## [SOURCE DOCUMENT]
Before you even get a chance to embark on the Bushpig Trail, which is just one trail option in the Goukamma Nature Reserve, hikers need to first navigate the width of the cola-coloured Goukamma River. This involves winching yourself over in a little boat and makes for an adventurous start to this really awesome trail. After reaching the other side, the start of the trail veers immediately right and if the mouth of the river system is closed, the water levels are often quite high, so you may need to walk through a little bit of water before reaching the slightly higher part of the trail. Rest assured, it will be well worth it because this trail is picture postcard pretty in every way.
Not too long after the start of the trail, after a fairly easy ascent, hikers are afforded magnificent views of the Goukamma River Valley below, the indigo Indian Ocean to the south and the distant Outeniqua Mountains to the north. The 6,5km circular route takes two to three hours depending on your pace and how often you stop to stare at the nature’s eye candy.

The trail traverses one of South Africa’s highest and most extensive dune fields, where a large variety of both fynbos and forest species prosper. In the beginning the landscape is dominated by particularly large white bristle bushes (Metalasia muricata), also known as Blombos, which are crowned with sprays of white flowers that infuse the air with their honey scent. This particular shrub is an important component of the coastal and mountain fynbos regions of the Western Cape.

Another common fynbos species seen here is the dune crow-berry (Rhus crenata), a multi-branched evergreen shrub or small tree with delicate flowers that are produced in autumn, followed by dark blue fruit which is loved by the reserve’s birdlife, seen flitting from one flowering fynbos species to another. The diversity here is rich.

The trail ascends further upward and extends westward along the fynbos covered ridge for some time. But when the trail turns and starts making its way south again, the vegetation suddenly shifts. It veers into the cooler, verdant tracts of dune forest where our national tree, the Milkwood, is rooted in abundance, along with many other coastal forest species such as candlewood and yellowwoods.

## [YOUR INSTRUCTIONS]
Write the next part of the Bushpig Trail account, picking up after its last sentence about the dune forest.

## [DATASET EXCERPTS]
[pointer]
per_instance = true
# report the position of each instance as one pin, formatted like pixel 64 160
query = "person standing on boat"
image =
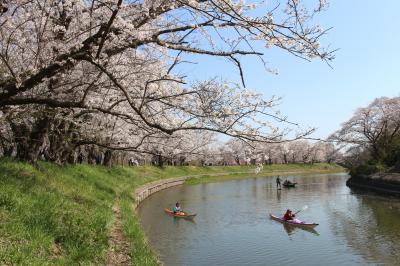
pixel 278 183
pixel 289 215
pixel 177 208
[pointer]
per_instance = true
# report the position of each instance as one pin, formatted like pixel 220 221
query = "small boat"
pixel 295 222
pixel 289 184
pixel 179 214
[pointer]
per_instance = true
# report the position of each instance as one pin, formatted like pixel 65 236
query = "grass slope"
pixel 63 215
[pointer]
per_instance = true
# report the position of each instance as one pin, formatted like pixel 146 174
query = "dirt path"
pixel 118 253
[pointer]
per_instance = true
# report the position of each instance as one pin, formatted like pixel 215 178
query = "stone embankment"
pixel 148 189
pixel 388 183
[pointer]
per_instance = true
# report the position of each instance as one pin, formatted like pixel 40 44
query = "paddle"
pixel 302 209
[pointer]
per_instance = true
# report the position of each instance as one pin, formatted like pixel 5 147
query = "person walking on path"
pixel 278 183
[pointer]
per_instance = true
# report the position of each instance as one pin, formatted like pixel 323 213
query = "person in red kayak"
pixel 288 215
pixel 177 208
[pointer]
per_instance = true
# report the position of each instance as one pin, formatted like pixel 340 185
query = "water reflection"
pixel 232 226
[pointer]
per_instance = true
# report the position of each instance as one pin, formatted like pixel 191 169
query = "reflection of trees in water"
pixel 371 227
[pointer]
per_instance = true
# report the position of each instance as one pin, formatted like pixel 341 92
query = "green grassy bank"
pixel 56 215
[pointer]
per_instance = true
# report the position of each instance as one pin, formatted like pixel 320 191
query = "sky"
pixel 366 66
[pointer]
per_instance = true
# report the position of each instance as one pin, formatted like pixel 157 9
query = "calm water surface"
pixel 232 226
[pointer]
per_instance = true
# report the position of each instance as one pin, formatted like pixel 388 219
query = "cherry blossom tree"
pixel 372 135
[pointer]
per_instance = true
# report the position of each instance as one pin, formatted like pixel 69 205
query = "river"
pixel 232 226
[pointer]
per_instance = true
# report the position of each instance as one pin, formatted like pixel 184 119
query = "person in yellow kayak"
pixel 177 208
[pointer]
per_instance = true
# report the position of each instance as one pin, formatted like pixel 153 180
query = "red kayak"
pixel 295 222
pixel 179 214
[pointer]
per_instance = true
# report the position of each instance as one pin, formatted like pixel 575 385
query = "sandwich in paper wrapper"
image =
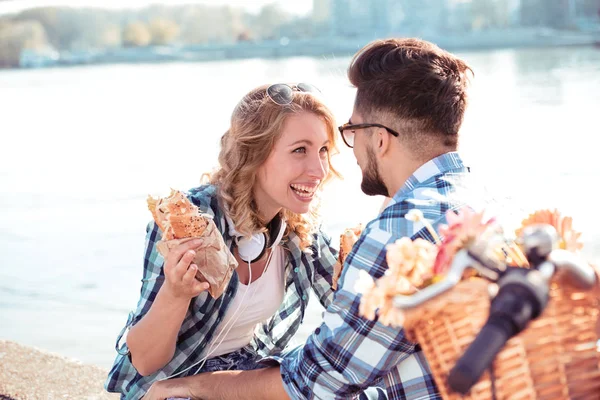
pixel 347 240
pixel 181 221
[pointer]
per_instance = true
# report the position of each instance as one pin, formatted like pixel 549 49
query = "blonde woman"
pixel 274 160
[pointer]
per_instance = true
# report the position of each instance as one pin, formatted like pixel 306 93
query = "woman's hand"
pixel 180 272
pixel 171 388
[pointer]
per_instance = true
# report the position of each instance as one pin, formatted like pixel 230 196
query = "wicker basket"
pixel 554 358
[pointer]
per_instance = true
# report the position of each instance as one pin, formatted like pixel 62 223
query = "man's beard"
pixel 372 184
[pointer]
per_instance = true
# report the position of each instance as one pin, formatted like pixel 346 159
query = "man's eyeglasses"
pixel 347 131
pixel 283 94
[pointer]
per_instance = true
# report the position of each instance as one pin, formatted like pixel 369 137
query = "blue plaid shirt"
pixel 348 353
pixel 305 270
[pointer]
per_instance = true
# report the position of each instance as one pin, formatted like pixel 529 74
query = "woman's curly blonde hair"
pixel 256 124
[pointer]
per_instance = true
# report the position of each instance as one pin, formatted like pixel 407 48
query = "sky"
pixel 293 6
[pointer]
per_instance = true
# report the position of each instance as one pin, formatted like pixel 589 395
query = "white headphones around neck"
pixel 253 248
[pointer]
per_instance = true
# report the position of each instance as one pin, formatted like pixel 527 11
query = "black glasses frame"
pixel 350 127
pixel 282 94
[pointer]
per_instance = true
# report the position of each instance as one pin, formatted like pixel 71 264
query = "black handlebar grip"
pixel 480 354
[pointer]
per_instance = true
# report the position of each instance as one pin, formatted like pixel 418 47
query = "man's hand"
pixel 162 390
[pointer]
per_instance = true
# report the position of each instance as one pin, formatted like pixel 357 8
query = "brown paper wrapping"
pixel 213 258
pixel 347 240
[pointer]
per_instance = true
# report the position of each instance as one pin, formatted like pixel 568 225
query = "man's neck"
pixel 398 175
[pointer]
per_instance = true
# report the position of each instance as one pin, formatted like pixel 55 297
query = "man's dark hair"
pixel 414 85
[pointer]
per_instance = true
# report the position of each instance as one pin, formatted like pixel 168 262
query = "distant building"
pixel 321 10
pixel 549 13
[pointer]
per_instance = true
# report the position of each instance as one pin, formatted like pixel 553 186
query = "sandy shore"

## [THE ANSWER]
Almost at the end of the trail, there is an option to veer right toward the beach, were you can stop and relax and enjoy the uninterrupted coastline of this unspoilt reserve, which boasts a Marine Protected Area which extends for 14km in length and one nautical mile offshore. Then it is just a short walk back to the river, where you need to pull yourself once again back to the other side where you can enjoy a picnic at one of many of the tables dotted along the river bank. and take a refreshing swim in the river!

Important to note:

• No camping or caravanning/no bait collection/no spear fishing/no fires on the beach/no motorbikes.
• Permits may be purchased for R40 per adult and R20 per child at the reserve office or through Cape Nature Central Reservations.
• Wear comfortable walking shoes, sunscreen and a hat.
• Do not hike alone.
• Carry enough food and water with you.
• Make sure you know what the weather conditions are before you depart.
• Take a warm jacket/raincoat in winter.
• Make sure you have a relevant map of the area.
• Take a field medical kit with you for emergencies.
• Obey all signage.
• Stay in a group and on the trails.

And last but not least, help protect nature, leave only footprints and take only memories with you!